Tasks and exercises:
[A] Answer these questions using the passage on science and psychoanalysis:
(i) Whom is Last said to be following?
(ii) Which virtue is named first in the list of virtues particular to scientific discourse?
(iii) Which work by Isabelle Stengers is named?
[B] Print the portion of the passage on science and psychoanalysis starting at "For Last, here" and ending at "say, continental philosophy.".

----- Supplied text

For Last, here again following Lacan, the unconscious aspiration of this volatile self, always under construction and alway under threat, is to achieve some sort of lamella-like identity of masculine and feminine polarities that will mirror and/or restore a lost wholeness and completion. The terror and fascination of this imaginary amalgam, which recalls or repeats the terror and fascination of the primal scene, can blind as much as it motivates, and it can do so especially for the scientist who fails to reckon with its illusions. There is, then, much to be gained for physicists in paying attention to psychoanalysis and metaphysics — and I would include to ethics, politics and even theology — both to the way in which these are embedded in their own discourses and to the existing and extensive body of thought about them, which includes, allow us to say, continental philosophy.
Among other things, I would point out, this attention must include a deliberate consideration and cultivation of the virtues particular to scientific discourse, virtues which have been identified, elaborated and laid out ready for activation in and through the long tradition we have inherited of philosophical thought, personal reflection and religious observation. These virtues include patience, openness to intuition, capacity for focussed yet relaxed attention, and, as Isabelle Stengers stresses in her passionate and psychoanalytically aware attempt to explain science and its desire to the rest of us, a willingness to be constrained by and responsible to the data, to acknowledge its and its observers’ parameters and limitations, and to submit one’s work to collective judgment. It is, one supposes, possible in theory to rediscover these values and their applications for oneself beginning from some tabula rasa, but to do so would deprive the enterprise of resources necessary to the hope of even partial success.
Furthermoore, as Stengers goes on to argue, (in the The Virgin Mary and the Neutrino, and elswhere) these virtues and values must be supplemented and nourished by some attention to and respect for those with other primary purposes and concerns than the pursuit of truth in this particular way, including concerns for justice, peace, spiritual awareness, art, and the reconstruction and protection of of life itself. Scientists don’t have to do this work; they have other fish to fry. But they need to attend to and learn from it and to reflect, in their own particular way, on what it can offer them by way of data, of method and even perhaps of conceptual innovation. Among other things only this attention will allow for surprise, repetition with difference, and the capacity to do something new.

----------
----- Excerpted data

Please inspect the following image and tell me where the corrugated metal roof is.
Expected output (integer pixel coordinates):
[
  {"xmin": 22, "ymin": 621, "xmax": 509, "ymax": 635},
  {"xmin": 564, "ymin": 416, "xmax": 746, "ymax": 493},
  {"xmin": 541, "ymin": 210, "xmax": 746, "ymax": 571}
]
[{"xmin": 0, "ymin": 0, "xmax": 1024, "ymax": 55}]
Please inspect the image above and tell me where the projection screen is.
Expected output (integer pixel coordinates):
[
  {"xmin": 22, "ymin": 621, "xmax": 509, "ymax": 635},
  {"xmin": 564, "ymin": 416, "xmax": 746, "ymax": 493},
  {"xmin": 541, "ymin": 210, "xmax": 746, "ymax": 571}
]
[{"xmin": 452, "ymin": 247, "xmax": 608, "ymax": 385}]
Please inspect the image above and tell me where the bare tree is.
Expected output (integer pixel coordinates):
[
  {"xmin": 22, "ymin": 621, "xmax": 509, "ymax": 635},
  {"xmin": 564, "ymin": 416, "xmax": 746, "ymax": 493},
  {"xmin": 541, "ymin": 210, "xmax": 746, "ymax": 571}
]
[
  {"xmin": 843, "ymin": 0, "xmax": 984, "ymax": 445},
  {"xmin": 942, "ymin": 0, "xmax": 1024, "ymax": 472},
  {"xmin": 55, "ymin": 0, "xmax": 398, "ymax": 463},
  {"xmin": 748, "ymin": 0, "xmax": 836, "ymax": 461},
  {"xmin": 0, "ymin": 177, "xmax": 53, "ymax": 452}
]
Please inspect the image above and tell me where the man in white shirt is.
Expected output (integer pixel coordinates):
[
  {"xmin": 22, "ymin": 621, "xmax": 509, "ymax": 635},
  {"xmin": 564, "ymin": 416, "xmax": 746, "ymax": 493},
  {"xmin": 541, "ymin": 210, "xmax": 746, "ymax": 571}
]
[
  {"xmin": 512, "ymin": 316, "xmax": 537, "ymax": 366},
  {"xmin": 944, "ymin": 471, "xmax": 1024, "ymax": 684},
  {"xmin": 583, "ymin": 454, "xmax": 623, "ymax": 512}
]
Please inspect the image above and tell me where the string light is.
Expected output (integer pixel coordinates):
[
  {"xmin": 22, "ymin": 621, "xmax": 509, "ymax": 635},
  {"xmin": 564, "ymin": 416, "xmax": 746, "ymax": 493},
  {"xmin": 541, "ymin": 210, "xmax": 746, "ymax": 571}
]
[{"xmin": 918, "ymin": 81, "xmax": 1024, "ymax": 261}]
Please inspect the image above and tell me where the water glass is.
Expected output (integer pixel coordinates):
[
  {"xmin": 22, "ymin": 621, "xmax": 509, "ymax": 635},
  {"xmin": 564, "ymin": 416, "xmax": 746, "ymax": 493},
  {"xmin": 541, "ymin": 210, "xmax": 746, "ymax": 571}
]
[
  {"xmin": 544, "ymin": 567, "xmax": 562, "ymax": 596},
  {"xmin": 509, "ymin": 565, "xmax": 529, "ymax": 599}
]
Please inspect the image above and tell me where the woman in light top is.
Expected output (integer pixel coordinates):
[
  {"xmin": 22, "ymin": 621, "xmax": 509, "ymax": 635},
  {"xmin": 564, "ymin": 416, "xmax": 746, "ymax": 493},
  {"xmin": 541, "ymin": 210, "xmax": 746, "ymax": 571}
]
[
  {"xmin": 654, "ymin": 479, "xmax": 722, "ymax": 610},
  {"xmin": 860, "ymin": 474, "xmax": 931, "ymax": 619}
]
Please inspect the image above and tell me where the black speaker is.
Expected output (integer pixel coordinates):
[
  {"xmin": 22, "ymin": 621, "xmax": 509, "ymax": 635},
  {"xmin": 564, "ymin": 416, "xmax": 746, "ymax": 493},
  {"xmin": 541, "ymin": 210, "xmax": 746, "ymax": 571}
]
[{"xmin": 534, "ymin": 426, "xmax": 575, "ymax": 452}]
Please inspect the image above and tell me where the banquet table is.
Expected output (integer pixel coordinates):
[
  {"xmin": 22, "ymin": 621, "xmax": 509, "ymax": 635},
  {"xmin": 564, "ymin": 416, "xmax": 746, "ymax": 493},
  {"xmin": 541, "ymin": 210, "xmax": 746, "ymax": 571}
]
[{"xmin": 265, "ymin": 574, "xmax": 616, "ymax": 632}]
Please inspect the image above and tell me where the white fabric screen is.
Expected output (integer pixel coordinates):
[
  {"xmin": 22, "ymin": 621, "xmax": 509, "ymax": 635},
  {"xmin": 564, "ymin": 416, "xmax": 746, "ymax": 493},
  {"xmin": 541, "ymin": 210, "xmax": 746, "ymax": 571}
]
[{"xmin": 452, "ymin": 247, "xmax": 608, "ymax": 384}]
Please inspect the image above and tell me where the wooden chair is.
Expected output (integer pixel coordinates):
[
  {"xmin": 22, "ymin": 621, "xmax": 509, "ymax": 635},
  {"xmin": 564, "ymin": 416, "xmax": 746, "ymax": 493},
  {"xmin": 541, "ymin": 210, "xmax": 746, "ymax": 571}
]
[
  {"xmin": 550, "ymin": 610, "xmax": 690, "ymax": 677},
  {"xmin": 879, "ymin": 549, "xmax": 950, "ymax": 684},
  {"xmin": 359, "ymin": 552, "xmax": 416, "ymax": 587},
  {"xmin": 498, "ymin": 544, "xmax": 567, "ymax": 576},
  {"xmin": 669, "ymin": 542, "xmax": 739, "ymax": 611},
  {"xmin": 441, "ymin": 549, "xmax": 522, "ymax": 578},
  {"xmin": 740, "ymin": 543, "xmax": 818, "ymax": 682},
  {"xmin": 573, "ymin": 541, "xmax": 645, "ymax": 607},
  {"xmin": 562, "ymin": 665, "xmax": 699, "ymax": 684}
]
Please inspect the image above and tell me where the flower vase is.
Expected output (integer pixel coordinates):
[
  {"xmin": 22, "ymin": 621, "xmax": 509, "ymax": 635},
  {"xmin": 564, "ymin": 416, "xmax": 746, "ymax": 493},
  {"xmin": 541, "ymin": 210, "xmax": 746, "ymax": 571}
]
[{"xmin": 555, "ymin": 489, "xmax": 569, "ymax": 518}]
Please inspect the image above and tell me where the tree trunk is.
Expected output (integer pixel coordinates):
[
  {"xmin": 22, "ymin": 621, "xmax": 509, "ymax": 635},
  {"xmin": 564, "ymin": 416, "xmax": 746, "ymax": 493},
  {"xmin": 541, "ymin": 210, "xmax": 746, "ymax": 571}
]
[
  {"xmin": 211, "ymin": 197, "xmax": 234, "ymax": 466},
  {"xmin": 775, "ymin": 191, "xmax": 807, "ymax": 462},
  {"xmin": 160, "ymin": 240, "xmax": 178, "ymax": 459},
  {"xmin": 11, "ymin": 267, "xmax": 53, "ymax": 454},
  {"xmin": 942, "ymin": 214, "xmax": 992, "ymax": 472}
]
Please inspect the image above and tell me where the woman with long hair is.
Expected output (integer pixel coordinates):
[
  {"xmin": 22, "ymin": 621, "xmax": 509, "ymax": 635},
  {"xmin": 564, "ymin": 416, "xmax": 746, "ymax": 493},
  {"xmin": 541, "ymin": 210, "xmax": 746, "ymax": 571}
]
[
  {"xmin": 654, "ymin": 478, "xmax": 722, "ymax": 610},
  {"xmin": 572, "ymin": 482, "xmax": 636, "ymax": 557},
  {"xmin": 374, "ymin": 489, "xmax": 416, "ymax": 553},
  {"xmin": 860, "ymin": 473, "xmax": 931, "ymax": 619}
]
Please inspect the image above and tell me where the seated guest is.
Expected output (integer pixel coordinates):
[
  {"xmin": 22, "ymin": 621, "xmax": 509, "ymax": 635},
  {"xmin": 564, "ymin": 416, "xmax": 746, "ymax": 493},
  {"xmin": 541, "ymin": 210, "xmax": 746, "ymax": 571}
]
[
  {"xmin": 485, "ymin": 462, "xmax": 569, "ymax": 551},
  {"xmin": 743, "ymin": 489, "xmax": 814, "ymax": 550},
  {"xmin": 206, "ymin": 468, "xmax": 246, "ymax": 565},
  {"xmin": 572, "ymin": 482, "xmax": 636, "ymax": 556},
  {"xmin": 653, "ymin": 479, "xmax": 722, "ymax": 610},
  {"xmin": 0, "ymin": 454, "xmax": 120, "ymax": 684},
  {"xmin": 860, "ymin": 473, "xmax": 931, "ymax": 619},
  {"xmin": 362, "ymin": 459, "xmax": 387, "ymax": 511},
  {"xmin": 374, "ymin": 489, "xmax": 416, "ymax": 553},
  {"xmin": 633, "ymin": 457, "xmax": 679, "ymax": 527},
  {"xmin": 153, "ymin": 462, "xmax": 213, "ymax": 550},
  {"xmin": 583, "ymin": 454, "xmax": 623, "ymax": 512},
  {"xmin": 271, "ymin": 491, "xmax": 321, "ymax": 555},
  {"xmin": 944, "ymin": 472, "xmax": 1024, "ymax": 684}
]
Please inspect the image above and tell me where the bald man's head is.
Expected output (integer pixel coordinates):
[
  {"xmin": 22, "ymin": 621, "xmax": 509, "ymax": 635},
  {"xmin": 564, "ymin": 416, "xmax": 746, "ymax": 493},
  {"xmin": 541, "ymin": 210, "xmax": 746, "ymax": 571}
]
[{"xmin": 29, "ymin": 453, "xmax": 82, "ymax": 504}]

----------

Outputs for the tasks:
[A]
(i) Lacan
(ii) Patience
(iii) The Virgin Mary and the Neutrino

[B]
For Last, here again following Lacan, the unconscious aspiration of this volatile self, always under construction and alway under threat, is to achieve some sort of lamella-like identity of masculine and feminine polarities that will mirror and/or restore a lost wholeness and completion. The terror and fascination of this imaginary amalgam, which recalls or repeats the terror and fascination of the primal scene, can blind as much as it motivates, and it can do so especially for the scientist who fails to reckon with its illusions. There is, then, much to be gained for physicists in paying attention to psychoanalysis and metaphysics — and I would include to ethics, politics and even theology — both to the way in which these are embedded in their own discourses and to the existing and extensive body of thought about them, which includes, allow us to say, continental philosophy.